>> begin Records shown

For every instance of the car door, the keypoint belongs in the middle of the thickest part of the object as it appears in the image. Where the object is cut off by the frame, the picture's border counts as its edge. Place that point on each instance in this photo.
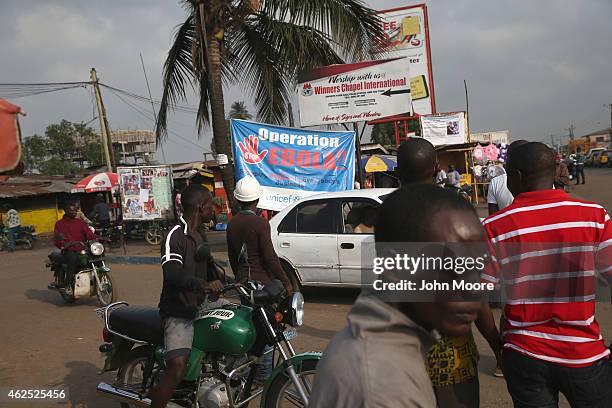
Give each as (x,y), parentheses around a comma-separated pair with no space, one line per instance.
(355,244)
(307,238)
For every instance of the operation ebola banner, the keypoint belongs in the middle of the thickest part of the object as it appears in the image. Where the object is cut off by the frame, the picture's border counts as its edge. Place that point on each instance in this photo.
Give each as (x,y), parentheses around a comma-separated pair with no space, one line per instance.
(354,92)
(445,128)
(407,35)
(292,163)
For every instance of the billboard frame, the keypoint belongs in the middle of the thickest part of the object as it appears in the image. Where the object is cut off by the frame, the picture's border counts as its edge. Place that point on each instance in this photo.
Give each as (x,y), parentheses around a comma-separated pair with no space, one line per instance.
(428,50)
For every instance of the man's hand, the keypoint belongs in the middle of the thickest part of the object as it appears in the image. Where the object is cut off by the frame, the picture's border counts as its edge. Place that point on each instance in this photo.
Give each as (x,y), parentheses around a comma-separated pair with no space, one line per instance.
(215,287)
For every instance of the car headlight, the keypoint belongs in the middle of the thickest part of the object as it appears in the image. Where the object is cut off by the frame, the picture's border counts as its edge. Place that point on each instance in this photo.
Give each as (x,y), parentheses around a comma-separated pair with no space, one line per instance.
(96,249)
(297,309)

>> end Records shown

→ **What is required**: Copy all of the data above word for word, and leave the picture out of your copy.

→ **Answer for the task**:
For every instance of the car door, the keypoint belongs in the middle of the thickest part of the object as it appears in the image. Where the object is cut off by the frame, the picture's border counts as its edge. Place that point on each instance in this photo.
Give each as (x,y), parentheses around a comma-separated pair with no space, one line per instance.
(355,244)
(307,238)
For every instance of the operation ebola banner, the keypoint belongs in the middle of the thickest part of the object as it appears in the image. Where the object is cut off by the frame, the picture's border counts as its edge. Place that point on each instance in this photo.
Give each as (x,y), parentheses around a comma-separated pair with no space, one line per instance.
(354,92)
(445,128)
(407,35)
(292,163)
For every instance of the billboard frame, the keypoint belongs in the middle of the thickest part of the object as it appears in the image. Where the object is cut off by the frame, the picture's border counts as its edge. Place that point on each instance in this photo.
Give each as (x,y), parentheses around a comma-separated pair with no space, one line per instance.
(428,50)
For every instance of the man's hand, the keypoint belongs in the middle of the thickest part of the object as it appears in the image. Where the object is cut off by the frame, the picture's border counts as its edge. Place that point on each instance in this photo.
Give each as (x,y), parentheses around a comma-separated pair with no space, one line per instance.
(215,287)
For every instance of the car headlight, the keypoint belongs in the middle of the thickest part of the object as it appears in the image. Where the object is cut off by the frame, the picture's border counts as its edge. Place that point on each instance in this photo.
Give each as (x,y), parentheses around a comma-separated pair with no space, one line per instance.
(96,249)
(297,309)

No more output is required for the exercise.